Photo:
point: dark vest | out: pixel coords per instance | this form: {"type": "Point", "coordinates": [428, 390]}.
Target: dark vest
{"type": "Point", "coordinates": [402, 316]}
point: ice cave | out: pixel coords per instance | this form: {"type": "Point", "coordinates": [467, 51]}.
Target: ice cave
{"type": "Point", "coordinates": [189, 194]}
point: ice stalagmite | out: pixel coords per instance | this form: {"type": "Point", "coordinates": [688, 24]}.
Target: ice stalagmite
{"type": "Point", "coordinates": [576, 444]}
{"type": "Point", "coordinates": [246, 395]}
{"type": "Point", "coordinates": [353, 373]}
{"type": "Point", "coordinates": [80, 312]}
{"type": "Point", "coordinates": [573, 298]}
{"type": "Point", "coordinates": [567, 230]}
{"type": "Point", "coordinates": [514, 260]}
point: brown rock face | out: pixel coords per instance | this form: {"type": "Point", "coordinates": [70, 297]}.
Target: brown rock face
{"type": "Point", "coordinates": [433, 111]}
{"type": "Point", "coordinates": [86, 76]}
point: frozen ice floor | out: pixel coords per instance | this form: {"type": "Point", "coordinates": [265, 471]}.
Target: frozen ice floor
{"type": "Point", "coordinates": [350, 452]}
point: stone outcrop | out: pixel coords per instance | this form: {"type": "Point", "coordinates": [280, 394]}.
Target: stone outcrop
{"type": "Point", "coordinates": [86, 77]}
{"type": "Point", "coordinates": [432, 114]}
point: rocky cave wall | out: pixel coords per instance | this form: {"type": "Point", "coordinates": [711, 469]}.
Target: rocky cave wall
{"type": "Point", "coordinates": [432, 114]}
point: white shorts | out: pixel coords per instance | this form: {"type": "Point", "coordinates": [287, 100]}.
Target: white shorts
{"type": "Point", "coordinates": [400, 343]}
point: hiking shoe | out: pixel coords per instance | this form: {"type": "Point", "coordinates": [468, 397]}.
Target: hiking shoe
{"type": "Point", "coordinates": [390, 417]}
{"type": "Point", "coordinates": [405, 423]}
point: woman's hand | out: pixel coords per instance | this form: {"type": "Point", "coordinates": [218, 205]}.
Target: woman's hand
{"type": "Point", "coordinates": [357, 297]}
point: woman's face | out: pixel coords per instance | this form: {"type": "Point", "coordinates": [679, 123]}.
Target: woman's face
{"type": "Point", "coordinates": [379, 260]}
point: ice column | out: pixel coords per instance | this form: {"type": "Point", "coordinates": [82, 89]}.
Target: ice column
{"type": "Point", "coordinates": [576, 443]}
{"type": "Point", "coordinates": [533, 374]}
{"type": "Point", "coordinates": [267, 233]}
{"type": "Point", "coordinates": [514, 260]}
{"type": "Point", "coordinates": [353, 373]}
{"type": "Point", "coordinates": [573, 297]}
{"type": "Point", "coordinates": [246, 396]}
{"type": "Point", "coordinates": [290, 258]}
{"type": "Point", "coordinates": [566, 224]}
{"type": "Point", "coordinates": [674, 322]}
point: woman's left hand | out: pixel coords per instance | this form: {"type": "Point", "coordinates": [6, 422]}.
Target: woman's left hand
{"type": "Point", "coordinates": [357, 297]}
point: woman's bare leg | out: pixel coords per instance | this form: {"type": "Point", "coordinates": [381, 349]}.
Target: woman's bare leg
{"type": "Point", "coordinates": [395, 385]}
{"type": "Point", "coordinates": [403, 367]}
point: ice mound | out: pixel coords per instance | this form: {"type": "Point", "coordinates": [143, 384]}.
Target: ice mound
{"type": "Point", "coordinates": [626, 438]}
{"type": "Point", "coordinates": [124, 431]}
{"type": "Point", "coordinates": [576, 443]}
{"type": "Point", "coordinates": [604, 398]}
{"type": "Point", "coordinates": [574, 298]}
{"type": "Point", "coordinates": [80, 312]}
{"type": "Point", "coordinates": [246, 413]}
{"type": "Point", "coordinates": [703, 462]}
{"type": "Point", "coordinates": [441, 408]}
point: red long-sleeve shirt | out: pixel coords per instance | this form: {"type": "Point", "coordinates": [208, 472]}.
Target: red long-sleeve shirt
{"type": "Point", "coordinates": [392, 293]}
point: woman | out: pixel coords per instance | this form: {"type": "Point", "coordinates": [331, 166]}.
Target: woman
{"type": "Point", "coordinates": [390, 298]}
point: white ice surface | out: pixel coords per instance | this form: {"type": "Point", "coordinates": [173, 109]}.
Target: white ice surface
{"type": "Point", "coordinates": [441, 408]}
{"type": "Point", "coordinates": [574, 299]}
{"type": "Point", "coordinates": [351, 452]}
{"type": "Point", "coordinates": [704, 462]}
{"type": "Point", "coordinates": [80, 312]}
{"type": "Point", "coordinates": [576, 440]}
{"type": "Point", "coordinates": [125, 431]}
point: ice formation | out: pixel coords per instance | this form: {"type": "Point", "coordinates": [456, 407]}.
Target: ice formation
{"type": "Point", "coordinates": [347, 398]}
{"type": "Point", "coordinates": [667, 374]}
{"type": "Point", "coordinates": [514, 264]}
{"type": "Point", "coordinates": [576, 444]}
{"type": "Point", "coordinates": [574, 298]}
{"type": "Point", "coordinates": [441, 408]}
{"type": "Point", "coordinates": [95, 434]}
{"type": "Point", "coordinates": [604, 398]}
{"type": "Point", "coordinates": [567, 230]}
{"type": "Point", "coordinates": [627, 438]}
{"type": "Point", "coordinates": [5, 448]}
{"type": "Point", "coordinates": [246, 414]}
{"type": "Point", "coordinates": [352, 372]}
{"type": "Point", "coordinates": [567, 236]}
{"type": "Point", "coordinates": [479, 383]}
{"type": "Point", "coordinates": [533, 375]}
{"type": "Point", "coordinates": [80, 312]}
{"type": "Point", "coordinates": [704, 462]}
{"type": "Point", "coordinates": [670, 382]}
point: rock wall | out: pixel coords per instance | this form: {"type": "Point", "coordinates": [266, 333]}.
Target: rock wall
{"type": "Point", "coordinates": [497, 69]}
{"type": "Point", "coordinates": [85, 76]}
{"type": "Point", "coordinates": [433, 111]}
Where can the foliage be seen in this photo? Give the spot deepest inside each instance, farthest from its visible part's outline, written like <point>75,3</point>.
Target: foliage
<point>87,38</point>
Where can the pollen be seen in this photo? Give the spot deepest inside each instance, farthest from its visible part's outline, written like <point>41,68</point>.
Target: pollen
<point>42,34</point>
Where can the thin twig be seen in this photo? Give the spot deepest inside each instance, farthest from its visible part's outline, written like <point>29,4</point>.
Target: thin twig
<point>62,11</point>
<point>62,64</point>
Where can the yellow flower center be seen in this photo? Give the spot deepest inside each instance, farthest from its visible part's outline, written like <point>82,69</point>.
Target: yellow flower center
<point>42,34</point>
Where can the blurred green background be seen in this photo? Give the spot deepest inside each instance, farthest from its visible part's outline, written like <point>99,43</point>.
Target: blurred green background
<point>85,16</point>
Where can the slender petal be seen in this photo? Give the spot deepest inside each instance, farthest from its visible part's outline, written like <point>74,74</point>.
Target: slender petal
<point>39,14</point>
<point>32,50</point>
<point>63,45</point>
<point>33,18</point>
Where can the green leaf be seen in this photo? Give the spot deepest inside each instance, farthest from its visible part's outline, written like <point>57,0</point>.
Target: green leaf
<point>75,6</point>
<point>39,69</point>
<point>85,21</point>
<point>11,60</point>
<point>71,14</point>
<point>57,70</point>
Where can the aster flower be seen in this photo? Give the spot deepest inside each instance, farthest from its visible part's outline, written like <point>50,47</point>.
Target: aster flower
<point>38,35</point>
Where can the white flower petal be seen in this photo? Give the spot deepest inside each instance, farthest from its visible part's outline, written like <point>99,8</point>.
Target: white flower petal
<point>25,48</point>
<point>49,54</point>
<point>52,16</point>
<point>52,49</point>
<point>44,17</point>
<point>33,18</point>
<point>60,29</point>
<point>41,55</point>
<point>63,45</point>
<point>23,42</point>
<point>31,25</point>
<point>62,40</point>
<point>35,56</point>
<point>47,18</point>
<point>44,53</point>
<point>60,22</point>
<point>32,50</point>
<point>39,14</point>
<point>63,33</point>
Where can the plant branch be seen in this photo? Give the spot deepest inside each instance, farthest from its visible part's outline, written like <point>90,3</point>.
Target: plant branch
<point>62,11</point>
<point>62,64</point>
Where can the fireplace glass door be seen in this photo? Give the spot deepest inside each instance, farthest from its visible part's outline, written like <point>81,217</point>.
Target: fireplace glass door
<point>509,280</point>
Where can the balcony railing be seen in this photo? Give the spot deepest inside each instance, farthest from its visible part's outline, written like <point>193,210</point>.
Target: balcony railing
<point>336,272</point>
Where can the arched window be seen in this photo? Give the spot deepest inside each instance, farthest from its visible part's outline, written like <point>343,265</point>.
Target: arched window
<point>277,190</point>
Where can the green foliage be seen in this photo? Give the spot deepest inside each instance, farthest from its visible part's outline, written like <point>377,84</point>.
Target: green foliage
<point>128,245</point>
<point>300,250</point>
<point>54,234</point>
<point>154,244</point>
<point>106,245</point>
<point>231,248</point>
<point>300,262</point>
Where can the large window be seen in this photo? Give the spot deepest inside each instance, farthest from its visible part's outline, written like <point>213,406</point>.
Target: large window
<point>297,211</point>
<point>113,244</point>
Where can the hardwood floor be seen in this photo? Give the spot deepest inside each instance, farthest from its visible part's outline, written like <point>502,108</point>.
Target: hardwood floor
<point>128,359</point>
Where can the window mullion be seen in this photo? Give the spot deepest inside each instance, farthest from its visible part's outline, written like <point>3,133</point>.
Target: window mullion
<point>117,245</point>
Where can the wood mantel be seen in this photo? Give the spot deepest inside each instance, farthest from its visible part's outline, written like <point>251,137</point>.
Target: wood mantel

Brief: Return, exactly, the lines from the first line of the records above to the line containing "point: ice stalagmite", both included.

Result of the exercise:
Photo:
point: dark vest | out: pixel coords per instance | this form: {"type": "Point", "coordinates": [428, 390]}.
Target: dark vest
{"type": "Point", "coordinates": [402, 316]}
point: ice cave | out: pixel coords per instance | this form: {"type": "Point", "coordinates": [467, 51]}.
Target: ice cave
{"type": "Point", "coordinates": [189, 194]}
point: ice stalagmite | out: pixel coords per instance | this form: {"type": "Point", "coordinates": [688, 24]}.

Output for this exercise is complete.